**GIVEN TEXT:**

Scientific classification
- Kingdom: Animalia
- Phylum: Chordata
- Class: Mammalia
- Order: Chiroptera
- Family: Pteropodidae
- Genus: Harpyionycteris
- Species: H. whiteheadi
- Binomial name: Harpyionycteris whiteheadi Thomas, 1896

= Harpy fruit bat =

- Genus: Harpyionycteris
- Species: whiteheadi
- Authority: Thomas, 1896
- Conservation status: LC

Species of bat

The harpy fruit bat (Harpyionycteris whiteheadi) is a species of megabat in the family Pteropodidae. It is endemic to the Philippines.

==Taxonomy and etymology==
It was described as a new species in 1896 by British zoologist Oldfield Thomas. The specimens that he examined in Britain had been collected by English explorer John Whitehead, after whom the species name whiteheadi was chosen. Of Whitehead, Thomas wrote "Mr. Whitehead is to be congratulated on this interesting addition to the splendid discoveries he has already made in the Philippine Islands." The holotype was collected by Whitehead in December 1895 on the island of Mindoro at an elevation of 5,000 ft. Thomas created the genus Harpyionycteris for this species, and it was the only species in this genus until the description of the Sulawesi harpy fruit bat in 1921.

**PROVIDED RECORDS:**
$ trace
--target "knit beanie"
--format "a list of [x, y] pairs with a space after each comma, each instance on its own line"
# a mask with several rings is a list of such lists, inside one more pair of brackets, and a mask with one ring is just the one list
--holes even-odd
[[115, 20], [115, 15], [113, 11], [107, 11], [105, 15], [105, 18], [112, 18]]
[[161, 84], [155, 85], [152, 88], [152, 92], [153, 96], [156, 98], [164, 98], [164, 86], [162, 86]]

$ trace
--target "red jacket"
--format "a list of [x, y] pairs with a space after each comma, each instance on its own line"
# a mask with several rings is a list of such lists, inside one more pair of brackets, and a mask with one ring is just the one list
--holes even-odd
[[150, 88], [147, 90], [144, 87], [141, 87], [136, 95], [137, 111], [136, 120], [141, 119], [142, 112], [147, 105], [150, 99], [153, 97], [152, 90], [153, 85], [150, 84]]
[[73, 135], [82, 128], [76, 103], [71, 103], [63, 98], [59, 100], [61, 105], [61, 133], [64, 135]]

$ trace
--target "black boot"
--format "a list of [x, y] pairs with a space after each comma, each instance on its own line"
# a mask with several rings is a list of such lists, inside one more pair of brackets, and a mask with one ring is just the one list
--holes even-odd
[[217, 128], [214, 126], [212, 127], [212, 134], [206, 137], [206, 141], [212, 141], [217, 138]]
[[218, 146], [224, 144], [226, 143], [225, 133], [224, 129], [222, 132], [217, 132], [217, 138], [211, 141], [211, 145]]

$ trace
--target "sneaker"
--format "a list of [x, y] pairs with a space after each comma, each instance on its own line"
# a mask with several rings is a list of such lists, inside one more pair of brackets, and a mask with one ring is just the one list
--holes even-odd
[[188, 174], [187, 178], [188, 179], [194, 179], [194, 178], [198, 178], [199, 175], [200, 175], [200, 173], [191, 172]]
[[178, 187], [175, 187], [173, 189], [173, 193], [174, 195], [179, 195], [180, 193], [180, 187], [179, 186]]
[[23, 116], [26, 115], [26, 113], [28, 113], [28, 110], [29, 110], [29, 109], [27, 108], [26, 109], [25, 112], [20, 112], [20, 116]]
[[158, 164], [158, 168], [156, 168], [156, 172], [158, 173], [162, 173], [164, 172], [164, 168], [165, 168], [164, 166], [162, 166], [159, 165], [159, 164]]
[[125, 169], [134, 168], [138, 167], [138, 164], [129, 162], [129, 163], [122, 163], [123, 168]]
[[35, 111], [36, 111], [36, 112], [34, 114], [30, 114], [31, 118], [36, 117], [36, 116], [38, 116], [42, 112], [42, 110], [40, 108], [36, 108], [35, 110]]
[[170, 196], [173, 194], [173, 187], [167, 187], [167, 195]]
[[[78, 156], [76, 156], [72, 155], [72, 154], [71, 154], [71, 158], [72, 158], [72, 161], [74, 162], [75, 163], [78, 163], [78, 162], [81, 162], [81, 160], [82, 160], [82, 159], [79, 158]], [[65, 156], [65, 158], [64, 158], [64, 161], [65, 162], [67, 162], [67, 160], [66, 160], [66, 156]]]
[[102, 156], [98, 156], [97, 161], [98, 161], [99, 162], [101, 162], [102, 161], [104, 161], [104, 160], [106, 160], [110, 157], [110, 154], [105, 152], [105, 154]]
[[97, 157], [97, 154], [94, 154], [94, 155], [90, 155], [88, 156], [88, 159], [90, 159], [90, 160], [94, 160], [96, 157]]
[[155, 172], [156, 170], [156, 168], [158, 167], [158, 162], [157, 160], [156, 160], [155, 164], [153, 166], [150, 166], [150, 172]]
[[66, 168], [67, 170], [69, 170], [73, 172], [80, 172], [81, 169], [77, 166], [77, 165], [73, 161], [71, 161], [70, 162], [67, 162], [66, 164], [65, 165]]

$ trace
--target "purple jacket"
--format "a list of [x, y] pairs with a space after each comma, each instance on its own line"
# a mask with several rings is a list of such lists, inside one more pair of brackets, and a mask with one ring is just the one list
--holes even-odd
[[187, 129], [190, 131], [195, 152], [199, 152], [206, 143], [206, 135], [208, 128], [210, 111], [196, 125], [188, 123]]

**WHAT TO DO:**
Answer these questions from the text on the harpy fruit bat above:
(a) To which order does the species belong?
(b) In which country is it endemic?
(c) On which island was the holotype collected?

**PROBLEM SOLUTION:**
(a) Chiroptera
(b) The Philippines
(c) Mindoro